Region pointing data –
%%
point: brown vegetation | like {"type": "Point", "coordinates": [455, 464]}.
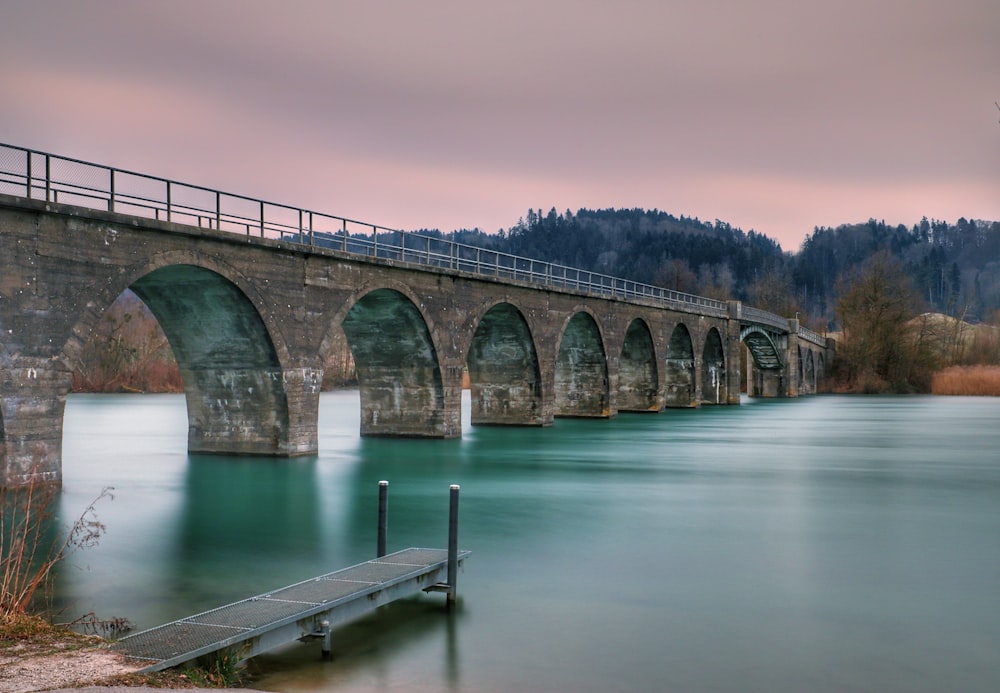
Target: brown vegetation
{"type": "Point", "coordinates": [967, 380]}
{"type": "Point", "coordinates": [128, 352]}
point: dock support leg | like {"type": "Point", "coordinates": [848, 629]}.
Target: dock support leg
{"type": "Point", "coordinates": [325, 630]}
{"type": "Point", "coordinates": [383, 512]}
{"type": "Point", "coordinates": [453, 545]}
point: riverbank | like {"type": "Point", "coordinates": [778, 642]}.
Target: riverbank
{"type": "Point", "coordinates": [36, 656]}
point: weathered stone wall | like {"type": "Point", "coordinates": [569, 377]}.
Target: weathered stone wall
{"type": "Point", "coordinates": [252, 321]}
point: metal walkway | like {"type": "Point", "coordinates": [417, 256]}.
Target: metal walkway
{"type": "Point", "coordinates": [303, 610]}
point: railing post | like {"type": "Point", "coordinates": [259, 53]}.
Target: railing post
{"type": "Point", "coordinates": [453, 544]}
{"type": "Point", "coordinates": [383, 517]}
{"type": "Point", "coordinates": [27, 169]}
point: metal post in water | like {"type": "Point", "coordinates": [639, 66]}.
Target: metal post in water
{"type": "Point", "coordinates": [383, 511]}
{"type": "Point", "coordinates": [327, 644]}
{"type": "Point", "coordinates": [453, 544]}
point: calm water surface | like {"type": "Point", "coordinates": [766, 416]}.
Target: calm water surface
{"type": "Point", "coordinates": [820, 544]}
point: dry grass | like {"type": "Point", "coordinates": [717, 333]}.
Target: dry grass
{"type": "Point", "coordinates": [967, 380]}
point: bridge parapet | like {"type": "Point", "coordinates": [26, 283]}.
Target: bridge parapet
{"type": "Point", "coordinates": [43, 176]}
{"type": "Point", "coordinates": [763, 317]}
{"type": "Point", "coordinates": [809, 336]}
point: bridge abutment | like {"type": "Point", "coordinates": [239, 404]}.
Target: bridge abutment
{"type": "Point", "coordinates": [32, 403]}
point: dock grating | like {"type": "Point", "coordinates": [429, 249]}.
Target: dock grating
{"type": "Point", "coordinates": [232, 624]}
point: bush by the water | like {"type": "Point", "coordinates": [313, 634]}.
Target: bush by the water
{"type": "Point", "coordinates": [967, 380]}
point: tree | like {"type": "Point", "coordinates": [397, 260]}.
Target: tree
{"type": "Point", "coordinates": [881, 350]}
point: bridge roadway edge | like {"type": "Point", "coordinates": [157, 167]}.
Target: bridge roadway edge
{"type": "Point", "coordinates": [64, 265]}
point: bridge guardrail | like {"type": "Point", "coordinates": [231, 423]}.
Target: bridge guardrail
{"type": "Point", "coordinates": [53, 178]}
{"type": "Point", "coordinates": [765, 318]}
{"type": "Point", "coordinates": [810, 336]}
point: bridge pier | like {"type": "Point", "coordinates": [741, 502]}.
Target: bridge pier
{"type": "Point", "coordinates": [32, 401]}
{"type": "Point", "coordinates": [252, 411]}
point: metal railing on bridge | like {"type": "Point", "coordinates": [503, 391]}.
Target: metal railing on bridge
{"type": "Point", "coordinates": [39, 175]}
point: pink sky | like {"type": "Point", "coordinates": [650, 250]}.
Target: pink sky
{"type": "Point", "coordinates": [778, 115]}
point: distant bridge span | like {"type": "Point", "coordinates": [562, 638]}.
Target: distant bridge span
{"type": "Point", "coordinates": [254, 296]}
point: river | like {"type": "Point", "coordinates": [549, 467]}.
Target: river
{"type": "Point", "coordinates": [824, 543]}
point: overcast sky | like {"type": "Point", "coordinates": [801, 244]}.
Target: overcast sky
{"type": "Point", "coordinates": [774, 115]}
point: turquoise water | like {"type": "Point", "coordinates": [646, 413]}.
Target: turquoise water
{"type": "Point", "coordinates": [825, 543]}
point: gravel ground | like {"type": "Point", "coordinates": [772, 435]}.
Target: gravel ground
{"type": "Point", "coordinates": [24, 669]}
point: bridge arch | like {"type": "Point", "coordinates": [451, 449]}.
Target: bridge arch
{"type": "Point", "coordinates": [107, 293]}
{"type": "Point", "coordinates": [504, 373]}
{"type": "Point", "coordinates": [714, 389]}
{"type": "Point", "coordinates": [581, 369]}
{"type": "Point", "coordinates": [810, 373]}
{"type": "Point", "coordinates": [680, 373]}
{"type": "Point", "coordinates": [399, 374]}
{"type": "Point", "coordinates": [762, 348]}
{"type": "Point", "coordinates": [234, 384]}
{"type": "Point", "coordinates": [638, 375]}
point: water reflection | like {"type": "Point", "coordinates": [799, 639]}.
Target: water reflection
{"type": "Point", "coordinates": [825, 543]}
{"type": "Point", "coordinates": [240, 519]}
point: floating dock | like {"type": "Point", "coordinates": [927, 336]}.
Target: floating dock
{"type": "Point", "coordinates": [308, 609]}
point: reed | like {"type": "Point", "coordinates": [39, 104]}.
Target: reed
{"type": "Point", "coordinates": [967, 380]}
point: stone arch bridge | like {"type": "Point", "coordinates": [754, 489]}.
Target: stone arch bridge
{"type": "Point", "coordinates": [253, 296]}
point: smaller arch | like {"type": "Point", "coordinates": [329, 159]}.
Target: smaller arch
%%
Problem to solve – Copy out each line of the data in which the word "smaller" appears.

Final answer –
point: smaller arch | like {"type": "Point", "coordinates": [329, 159]}.
Target: smaller arch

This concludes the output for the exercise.